REQUIRED ACTION 1:
Decide whether each statement below agrees with the genetics news summaries, answering yes or no and quoting the exact words from the summaries that settle it. (a) The NHE6 study was published in the journal Neuron. (b) About half of people with autism suffer from epilepsy. (c) The technique for producing neurons from stem cells was published in Nature.
REQUIRED ACTION 2:
Pick up the genetics news summaries after their final sentence and keep writing.

EXTRACTED TEXT:
Genetics

Study Ties Growth Factor to Autism

Source: 
Simons Foundation Autism Research Initiative
Date Published: 
October 22, 2013
Abstract: 

Mutations in the autism-linked protein NHE6 may block the development of neuronal junctions by interfering with a growth factor called BDNF, according to a study published in the journal Neuron. The results suggest that drugs that enhance BDNF signaling could treat some forms of autism, the researchers say.

Autism and Epilepsy Cases Share Mutations

Source: 
Simons Foundation Autism Research Institute
Date Published: 
October 15, 2013
Abstract: 

About one-third of people with autism suffer from epilepsy. This overlap suggests that the two disorders may have a common origin — a theory borne out by examples of shared genetics. Mutations in GABRB3, a brain receptor linked to autism, are prevalent in severe childhood epilepsy, according to a study published in Nature. The study also found that many of the spontaneous mutations found in children with epilepsy overlap with those linked to autism and fragile X syndrome.

Researchers Grow Large Batches of Neurons for Drug Screening

Source: 
Simons Foundation Autism Research Institute
Date Published: 
October 9, 2013
Abstract: 

Researchers have optimized the production from stem cells of large numbers of a subtype of neurons involved in cognitive function. These neurons express the chemical messenger glutamate and are implicated in cognitive disorders such as autism. This technique, published in Translational Psychiatry, could generate enough neurons for large-scale screening of drugs.

GIVEN ENTRIES:

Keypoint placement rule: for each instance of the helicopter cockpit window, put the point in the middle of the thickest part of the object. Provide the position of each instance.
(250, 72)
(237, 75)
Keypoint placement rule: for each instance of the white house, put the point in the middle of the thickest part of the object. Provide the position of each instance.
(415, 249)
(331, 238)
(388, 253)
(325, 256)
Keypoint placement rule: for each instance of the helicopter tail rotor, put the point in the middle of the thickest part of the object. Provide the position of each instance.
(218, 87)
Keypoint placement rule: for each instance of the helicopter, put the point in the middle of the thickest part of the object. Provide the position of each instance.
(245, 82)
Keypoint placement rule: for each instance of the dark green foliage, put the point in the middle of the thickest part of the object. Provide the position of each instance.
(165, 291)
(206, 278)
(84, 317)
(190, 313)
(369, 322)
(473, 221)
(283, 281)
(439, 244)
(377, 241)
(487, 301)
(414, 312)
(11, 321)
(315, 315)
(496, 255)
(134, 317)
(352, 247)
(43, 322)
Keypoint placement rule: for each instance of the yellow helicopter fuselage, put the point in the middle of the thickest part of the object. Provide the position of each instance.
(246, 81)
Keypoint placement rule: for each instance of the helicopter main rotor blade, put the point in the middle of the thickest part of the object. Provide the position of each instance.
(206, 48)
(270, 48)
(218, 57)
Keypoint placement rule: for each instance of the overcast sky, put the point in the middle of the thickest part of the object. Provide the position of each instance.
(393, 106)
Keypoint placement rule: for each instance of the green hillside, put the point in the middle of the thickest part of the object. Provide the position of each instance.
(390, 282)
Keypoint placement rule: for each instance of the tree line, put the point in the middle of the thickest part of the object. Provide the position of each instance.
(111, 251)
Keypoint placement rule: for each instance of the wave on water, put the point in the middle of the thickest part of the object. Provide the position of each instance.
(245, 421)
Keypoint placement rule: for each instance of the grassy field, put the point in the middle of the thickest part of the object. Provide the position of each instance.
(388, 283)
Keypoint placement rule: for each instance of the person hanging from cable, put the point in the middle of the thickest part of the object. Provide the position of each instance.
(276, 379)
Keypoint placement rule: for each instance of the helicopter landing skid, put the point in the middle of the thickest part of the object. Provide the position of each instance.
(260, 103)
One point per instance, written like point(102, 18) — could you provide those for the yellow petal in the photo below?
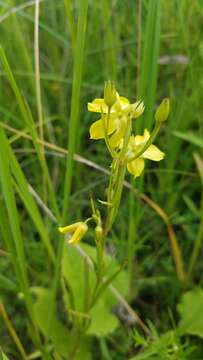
point(142, 139)
point(116, 138)
point(78, 234)
point(69, 228)
point(153, 153)
point(124, 102)
point(136, 167)
point(96, 106)
point(97, 128)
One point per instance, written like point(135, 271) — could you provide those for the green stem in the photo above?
point(149, 141)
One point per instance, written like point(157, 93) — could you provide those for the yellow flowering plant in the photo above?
point(128, 152)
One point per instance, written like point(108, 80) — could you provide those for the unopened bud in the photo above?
point(110, 95)
point(135, 110)
point(162, 110)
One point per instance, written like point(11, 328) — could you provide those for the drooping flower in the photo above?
point(77, 230)
point(136, 166)
point(114, 122)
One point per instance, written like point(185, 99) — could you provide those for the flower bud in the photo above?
point(135, 110)
point(78, 234)
point(162, 111)
point(110, 94)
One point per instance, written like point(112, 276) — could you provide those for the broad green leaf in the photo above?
point(53, 328)
point(190, 310)
point(103, 322)
point(102, 319)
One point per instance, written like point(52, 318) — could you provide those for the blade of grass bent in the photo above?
point(149, 65)
point(10, 202)
point(27, 117)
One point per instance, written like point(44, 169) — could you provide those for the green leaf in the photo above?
point(50, 326)
point(102, 319)
point(190, 310)
point(103, 322)
point(53, 329)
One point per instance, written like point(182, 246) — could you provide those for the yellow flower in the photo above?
point(136, 167)
point(114, 123)
point(78, 229)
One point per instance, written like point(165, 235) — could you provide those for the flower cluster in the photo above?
point(116, 111)
point(127, 150)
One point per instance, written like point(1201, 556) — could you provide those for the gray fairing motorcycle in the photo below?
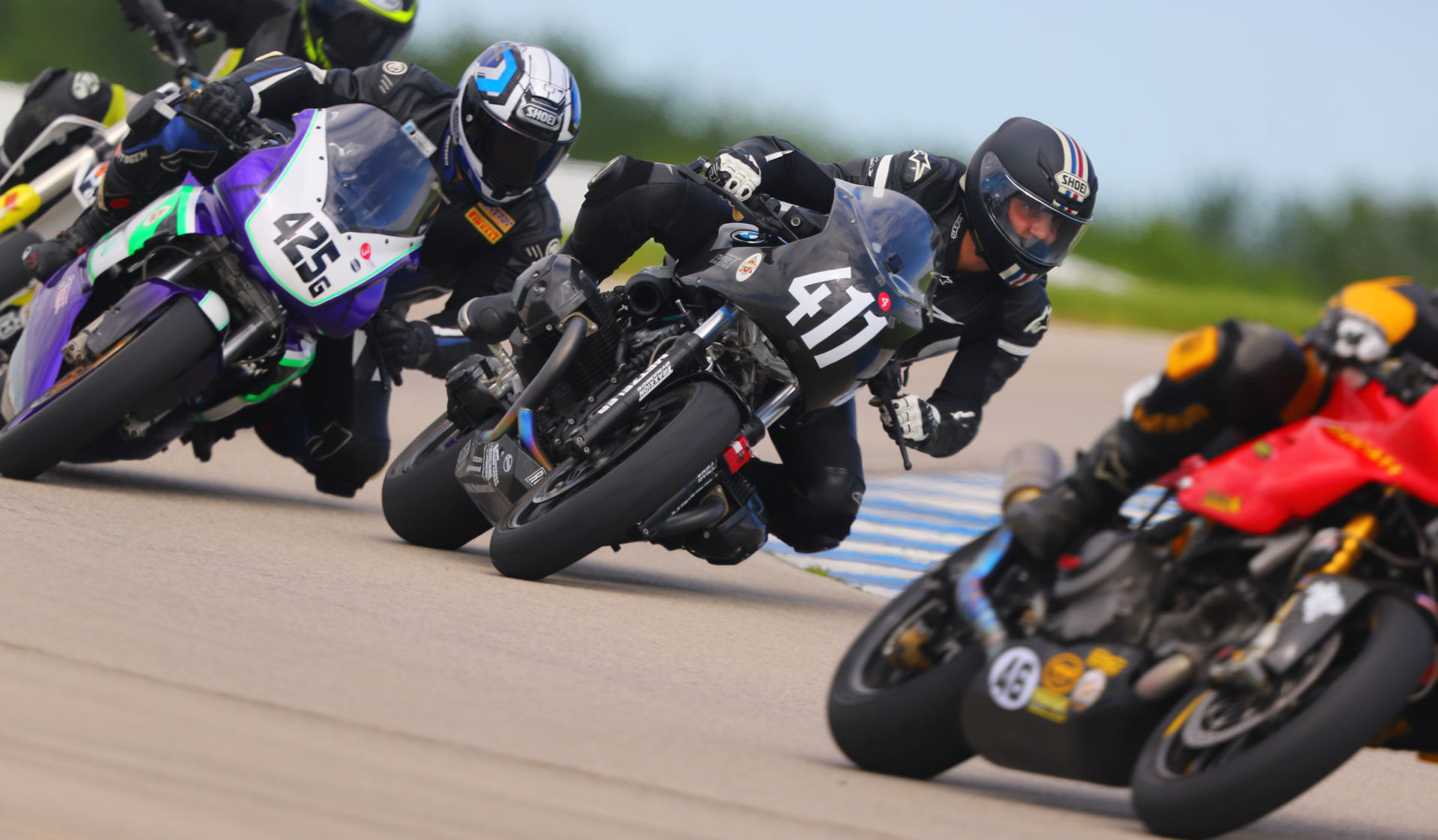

EXERCISE RESULT 1:
(a) Yes: "according to a study published in the journal Neuron"
(b) No: "About one-third of people with autism suffer from epilepsy."
(c) No: "This technique, published in Translational Psychiatry"

EXERCISE RESULT 2:
Deleted Genes Offer Autism Clues

Source: 
American Journal of Human Genetics
Date Published: 
October 3, 2013
Abstract: 

Research published in the American Journal of Human Genetics found that people with ASDs often have just one copy of certain genes, when typically-developing people have two. This "mis-wiring" could alter the activity of nerve cells in the brain. The study found that the most commonly missing genes were linked to autophagy - a kind of waste-disposal and renewal process for cells. This study was led by Dr. Joseph Buxbaum, who is on ASF's Scientific Advisory Board.

Grandfather's Age Linked to Autism

Source: 
JAMA Psychiatry
Date Published: 
August 1, 2013
Abstract: 

A new study published in JAMA Psychiatry found that men who fathered children at age 50 or older were nearly twice as likely to have a grandchild with autism compared to men who had children at a younger age. The study focused on age-related aspects and sought to control any other variables, such as socioeconomic status.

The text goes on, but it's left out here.